(Data entries)
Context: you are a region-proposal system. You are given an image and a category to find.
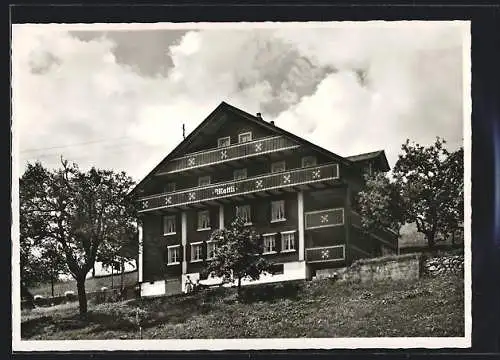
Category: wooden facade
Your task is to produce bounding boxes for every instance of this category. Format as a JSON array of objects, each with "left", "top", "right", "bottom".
[{"left": 131, "top": 102, "right": 397, "bottom": 296}]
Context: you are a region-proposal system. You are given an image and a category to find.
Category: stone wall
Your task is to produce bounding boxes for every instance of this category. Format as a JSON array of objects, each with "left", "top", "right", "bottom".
[
  {"left": 423, "top": 255, "right": 464, "bottom": 276},
  {"left": 316, "top": 254, "right": 422, "bottom": 282},
  {"left": 316, "top": 254, "right": 464, "bottom": 282}
]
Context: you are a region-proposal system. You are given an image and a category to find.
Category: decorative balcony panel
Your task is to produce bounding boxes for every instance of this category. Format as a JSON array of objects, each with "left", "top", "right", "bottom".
[
  {"left": 305, "top": 208, "right": 344, "bottom": 230},
  {"left": 138, "top": 164, "right": 339, "bottom": 212},
  {"left": 351, "top": 211, "right": 399, "bottom": 249},
  {"left": 158, "top": 136, "right": 300, "bottom": 175},
  {"left": 306, "top": 245, "right": 345, "bottom": 263}
]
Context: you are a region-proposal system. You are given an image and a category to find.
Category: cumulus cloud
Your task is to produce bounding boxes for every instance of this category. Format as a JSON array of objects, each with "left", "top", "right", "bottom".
[{"left": 12, "top": 24, "right": 463, "bottom": 180}]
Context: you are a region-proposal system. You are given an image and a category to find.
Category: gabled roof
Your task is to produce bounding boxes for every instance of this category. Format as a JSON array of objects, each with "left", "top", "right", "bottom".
[
  {"left": 346, "top": 150, "right": 384, "bottom": 161},
  {"left": 346, "top": 150, "right": 390, "bottom": 171},
  {"left": 128, "top": 101, "right": 362, "bottom": 196}
]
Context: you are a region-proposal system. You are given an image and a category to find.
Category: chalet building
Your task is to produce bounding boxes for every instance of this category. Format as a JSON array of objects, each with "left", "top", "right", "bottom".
[{"left": 130, "top": 102, "right": 397, "bottom": 296}]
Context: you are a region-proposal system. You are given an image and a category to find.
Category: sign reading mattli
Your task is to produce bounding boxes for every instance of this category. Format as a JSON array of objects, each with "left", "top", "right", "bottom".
[
  {"left": 139, "top": 164, "right": 339, "bottom": 212},
  {"left": 214, "top": 185, "right": 234, "bottom": 195}
]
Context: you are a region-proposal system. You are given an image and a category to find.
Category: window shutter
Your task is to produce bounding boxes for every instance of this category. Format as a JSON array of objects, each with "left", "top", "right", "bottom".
[
  {"left": 179, "top": 245, "right": 187, "bottom": 262},
  {"left": 291, "top": 233, "right": 298, "bottom": 250},
  {"left": 186, "top": 244, "right": 193, "bottom": 262},
  {"left": 201, "top": 240, "right": 207, "bottom": 261},
  {"left": 274, "top": 232, "right": 281, "bottom": 253},
  {"left": 163, "top": 248, "right": 168, "bottom": 265}
]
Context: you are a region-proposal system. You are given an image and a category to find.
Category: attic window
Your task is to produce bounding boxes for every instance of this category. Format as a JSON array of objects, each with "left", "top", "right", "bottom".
[
  {"left": 302, "top": 156, "right": 316, "bottom": 167},
  {"left": 163, "top": 182, "right": 175, "bottom": 192},
  {"left": 217, "top": 136, "right": 231, "bottom": 147},
  {"left": 238, "top": 131, "right": 252, "bottom": 142}
]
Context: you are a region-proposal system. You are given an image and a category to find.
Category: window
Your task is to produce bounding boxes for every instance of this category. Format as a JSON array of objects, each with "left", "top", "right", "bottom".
[
  {"left": 191, "top": 242, "right": 203, "bottom": 262},
  {"left": 263, "top": 234, "right": 276, "bottom": 254},
  {"left": 236, "top": 205, "right": 252, "bottom": 224},
  {"left": 163, "top": 215, "right": 175, "bottom": 235},
  {"left": 198, "top": 175, "right": 210, "bottom": 186},
  {"left": 207, "top": 241, "right": 217, "bottom": 259},
  {"left": 271, "top": 200, "right": 286, "bottom": 222},
  {"left": 271, "top": 264, "right": 285, "bottom": 275},
  {"left": 271, "top": 161, "right": 285, "bottom": 173},
  {"left": 302, "top": 156, "right": 316, "bottom": 167},
  {"left": 238, "top": 132, "right": 252, "bottom": 142},
  {"left": 233, "top": 169, "right": 247, "bottom": 180},
  {"left": 167, "top": 245, "right": 181, "bottom": 265},
  {"left": 217, "top": 136, "right": 231, "bottom": 147},
  {"left": 163, "top": 183, "right": 175, "bottom": 192},
  {"left": 304, "top": 208, "right": 344, "bottom": 229},
  {"left": 281, "top": 231, "right": 295, "bottom": 252},
  {"left": 198, "top": 210, "right": 210, "bottom": 230}
]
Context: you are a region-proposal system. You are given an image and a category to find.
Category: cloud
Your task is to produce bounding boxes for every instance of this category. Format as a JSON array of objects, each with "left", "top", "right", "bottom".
[{"left": 12, "top": 24, "right": 462, "bottom": 180}]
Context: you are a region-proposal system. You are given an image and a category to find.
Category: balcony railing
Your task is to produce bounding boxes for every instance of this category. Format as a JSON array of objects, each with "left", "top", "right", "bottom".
[
  {"left": 158, "top": 136, "right": 300, "bottom": 175},
  {"left": 306, "top": 245, "right": 345, "bottom": 263},
  {"left": 138, "top": 164, "right": 339, "bottom": 212},
  {"left": 351, "top": 211, "right": 399, "bottom": 249}
]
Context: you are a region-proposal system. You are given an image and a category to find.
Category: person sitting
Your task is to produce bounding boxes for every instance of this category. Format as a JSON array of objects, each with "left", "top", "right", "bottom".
[{"left": 185, "top": 275, "right": 193, "bottom": 294}]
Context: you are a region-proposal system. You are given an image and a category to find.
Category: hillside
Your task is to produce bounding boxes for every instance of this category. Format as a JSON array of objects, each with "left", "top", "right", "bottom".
[
  {"left": 29, "top": 271, "right": 137, "bottom": 297},
  {"left": 21, "top": 275, "right": 464, "bottom": 340}
]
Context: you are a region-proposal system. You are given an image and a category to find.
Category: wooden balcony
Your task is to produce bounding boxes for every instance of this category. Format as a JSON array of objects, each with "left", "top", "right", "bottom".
[
  {"left": 351, "top": 211, "right": 399, "bottom": 249},
  {"left": 306, "top": 245, "right": 345, "bottom": 263},
  {"left": 138, "top": 164, "right": 339, "bottom": 212},
  {"left": 156, "top": 136, "right": 300, "bottom": 175}
]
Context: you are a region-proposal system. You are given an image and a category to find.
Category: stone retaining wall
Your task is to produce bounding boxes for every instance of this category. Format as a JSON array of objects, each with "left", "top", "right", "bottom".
[
  {"left": 316, "top": 254, "right": 464, "bottom": 282},
  {"left": 316, "top": 254, "right": 422, "bottom": 282},
  {"left": 423, "top": 255, "right": 464, "bottom": 276}
]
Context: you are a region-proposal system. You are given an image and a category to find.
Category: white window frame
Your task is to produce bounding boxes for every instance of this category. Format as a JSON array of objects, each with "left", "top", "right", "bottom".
[
  {"left": 233, "top": 168, "right": 248, "bottom": 180},
  {"left": 197, "top": 210, "right": 212, "bottom": 231},
  {"left": 163, "top": 215, "right": 177, "bottom": 235},
  {"left": 164, "top": 182, "right": 176, "bottom": 193},
  {"left": 207, "top": 240, "right": 217, "bottom": 260},
  {"left": 300, "top": 155, "right": 318, "bottom": 167},
  {"left": 190, "top": 241, "right": 203, "bottom": 262},
  {"left": 167, "top": 245, "right": 181, "bottom": 266},
  {"left": 271, "top": 160, "right": 286, "bottom": 174},
  {"left": 271, "top": 200, "right": 286, "bottom": 223},
  {"left": 238, "top": 131, "right": 253, "bottom": 143},
  {"left": 262, "top": 233, "right": 276, "bottom": 255},
  {"left": 217, "top": 136, "right": 231, "bottom": 147},
  {"left": 304, "top": 208, "right": 345, "bottom": 230},
  {"left": 198, "top": 175, "right": 212, "bottom": 186},
  {"left": 281, "top": 230, "right": 297, "bottom": 253},
  {"left": 234, "top": 204, "right": 252, "bottom": 225}
]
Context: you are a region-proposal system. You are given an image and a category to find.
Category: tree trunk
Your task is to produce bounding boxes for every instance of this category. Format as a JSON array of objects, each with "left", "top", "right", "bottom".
[
  {"left": 76, "top": 276, "right": 87, "bottom": 315},
  {"left": 21, "top": 283, "right": 35, "bottom": 309},
  {"left": 425, "top": 231, "right": 436, "bottom": 250},
  {"left": 238, "top": 277, "right": 241, "bottom": 298},
  {"left": 120, "top": 261, "right": 125, "bottom": 292}
]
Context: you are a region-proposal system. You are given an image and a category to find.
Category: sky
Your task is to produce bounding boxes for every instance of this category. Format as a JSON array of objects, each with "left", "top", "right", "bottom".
[{"left": 12, "top": 21, "right": 469, "bottom": 181}]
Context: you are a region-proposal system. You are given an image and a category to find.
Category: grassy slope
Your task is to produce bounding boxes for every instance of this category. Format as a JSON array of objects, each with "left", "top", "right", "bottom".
[
  {"left": 22, "top": 276, "right": 464, "bottom": 340},
  {"left": 30, "top": 271, "right": 137, "bottom": 296}
]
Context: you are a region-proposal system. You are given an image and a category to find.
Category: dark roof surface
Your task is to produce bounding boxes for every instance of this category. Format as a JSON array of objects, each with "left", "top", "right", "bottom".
[
  {"left": 128, "top": 101, "right": 384, "bottom": 196},
  {"left": 346, "top": 150, "right": 384, "bottom": 161}
]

● PROBLEM:
Return each line of the material above that contains the word "balcony". Case matters.

● OUTPUT FOR THIS EXERCISE:
Category: decorative balcony panel
Category: balcony railing
Category: wooden balcony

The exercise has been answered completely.